## Aim:
Copy the following material line for line, with no changes to any character.

## Excerpted data:
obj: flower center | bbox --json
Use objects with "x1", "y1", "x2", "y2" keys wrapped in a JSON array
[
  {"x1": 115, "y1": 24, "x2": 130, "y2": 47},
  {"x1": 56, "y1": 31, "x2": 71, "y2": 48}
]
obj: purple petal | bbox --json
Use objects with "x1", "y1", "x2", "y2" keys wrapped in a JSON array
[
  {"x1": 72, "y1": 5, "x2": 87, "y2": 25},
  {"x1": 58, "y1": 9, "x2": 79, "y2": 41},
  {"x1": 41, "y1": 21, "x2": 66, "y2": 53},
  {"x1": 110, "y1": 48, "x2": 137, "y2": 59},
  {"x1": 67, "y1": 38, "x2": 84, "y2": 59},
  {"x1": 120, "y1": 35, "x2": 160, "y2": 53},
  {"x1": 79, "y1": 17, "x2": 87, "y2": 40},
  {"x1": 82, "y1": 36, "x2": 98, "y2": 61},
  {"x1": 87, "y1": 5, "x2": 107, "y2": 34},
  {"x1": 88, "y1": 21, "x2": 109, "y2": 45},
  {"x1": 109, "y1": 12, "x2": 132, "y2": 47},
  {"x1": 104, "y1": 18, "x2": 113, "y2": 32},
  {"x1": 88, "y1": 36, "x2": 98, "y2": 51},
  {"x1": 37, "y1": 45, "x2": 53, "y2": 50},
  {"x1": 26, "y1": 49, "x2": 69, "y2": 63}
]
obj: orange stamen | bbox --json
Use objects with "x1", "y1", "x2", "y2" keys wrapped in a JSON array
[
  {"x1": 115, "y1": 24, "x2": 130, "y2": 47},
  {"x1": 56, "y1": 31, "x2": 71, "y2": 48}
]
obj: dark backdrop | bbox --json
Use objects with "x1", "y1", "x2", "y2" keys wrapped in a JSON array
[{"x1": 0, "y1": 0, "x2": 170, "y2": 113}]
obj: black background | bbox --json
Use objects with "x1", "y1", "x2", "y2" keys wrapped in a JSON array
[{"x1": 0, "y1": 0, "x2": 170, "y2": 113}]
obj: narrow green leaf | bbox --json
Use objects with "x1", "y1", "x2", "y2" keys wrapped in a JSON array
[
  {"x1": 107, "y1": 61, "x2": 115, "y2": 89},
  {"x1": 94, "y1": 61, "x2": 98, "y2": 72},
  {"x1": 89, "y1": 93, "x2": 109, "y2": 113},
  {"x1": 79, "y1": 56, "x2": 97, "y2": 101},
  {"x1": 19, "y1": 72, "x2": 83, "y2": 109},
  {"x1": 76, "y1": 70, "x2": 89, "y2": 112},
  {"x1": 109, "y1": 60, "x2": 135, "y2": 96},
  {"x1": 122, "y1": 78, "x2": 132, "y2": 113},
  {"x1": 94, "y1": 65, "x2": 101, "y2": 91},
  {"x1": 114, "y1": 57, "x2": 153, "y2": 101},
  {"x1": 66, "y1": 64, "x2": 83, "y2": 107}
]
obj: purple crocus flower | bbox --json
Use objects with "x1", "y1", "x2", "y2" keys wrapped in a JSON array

## Response to the exercise:
obj: flower center | bbox --json
Use objects with "x1", "y1", "x2", "y2" keys wrapped in a JSON array
[
  {"x1": 115, "y1": 24, "x2": 130, "y2": 47},
  {"x1": 56, "y1": 31, "x2": 71, "y2": 48}
]
obj: purple petal | bbox --json
Use objects with "x1", "y1", "x2", "y2" keys wrapped in a JSON array
[
  {"x1": 72, "y1": 5, "x2": 87, "y2": 25},
  {"x1": 58, "y1": 9, "x2": 79, "y2": 41},
  {"x1": 41, "y1": 21, "x2": 66, "y2": 53},
  {"x1": 110, "y1": 48, "x2": 137, "y2": 59},
  {"x1": 67, "y1": 38, "x2": 84, "y2": 59},
  {"x1": 120, "y1": 35, "x2": 160, "y2": 53},
  {"x1": 79, "y1": 17, "x2": 87, "y2": 40},
  {"x1": 82, "y1": 36, "x2": 98, "y2": 61},
  {"x1": 87, "y1": 5, "x2": 107, "y2": 34},
  {"x1": 88, "y1": 21, "x2": 109, "y2": 45},
  {"x1": 109, "y1": 12, "x2": 132, "y2": 47},
  {"x1": 104, "y1": 18, "x2": 113, "y2": 32},
  {"x1": 88, "y1": 36, "x2": 98, "y2": 51},
  {"x1": 37, "y1": 45, "x2": 53, "y2": 50},
  {"x1": 26, "y1": 49, "x2": 69, "y2": 63}
]
obj: orange stamen | bbox --json
Use objects with "x1", "y1", "x2", "y2" keys wrapped in a JSON array
[
  {"x1": 115, "y1": 24, "x2": 130, "y2": 47},
  {"x1": 56, "y1": 31, "x2": 71, "y2": 48}
]
obj: dark backdrop | bbox --json
Use objects with "x1", "y1", "x2", "y2" keys wrapped in a JSON array
[{"x1": 0, "y1": 0, "x2": 170, "y2": 113}]
obj: black background | bbox --json
Use objects with "x1", "y1", "x2", "y2" keys wrapped in a JSON array
[{"x1": 0, "y1": 0, "x2": 170, "y2": 113}]
obj: narrow green leaf | bbox --json
Use objects with "x1", "y1", "x2", "y2" keys wrapped in a JSON array
[
  {"x1": 107, "y1": 61, "x2": 115, "y2": 89},
  {"x1": 94, "y1": 61, "x2": 98, "y2": 72},
  {"x1": 89, "y1": 93, "x2": 109, "y2": 113},
  {"x1": 79, "y1": 56, "x2": 97, "y2": 101},
  {"x1": 19, "y1": 72, "x2": 83, "y2": 109},
  {"x1": 76, "y1": 70, "x2": 89, "y2": 112},
  {"x1": 109, "y1": 60, "x2": 135, "y2": 96},
  {"x1": 122, "y1": 78, "x2": 132, "y2": 113},
  {"x1": 94, "y1": 65, "x2": 101, "y2": 91},
  {"x1": 114, "y1": 57, "x2": 153, "y2": 101},
  {"x1": 66, "y1": 64, "x2": 83, "y2": 107}
]
obj: purple crocus flower | bbox --json
Use objects with "x1", "y1", "x2", "y2" keys wrapped in a JSON array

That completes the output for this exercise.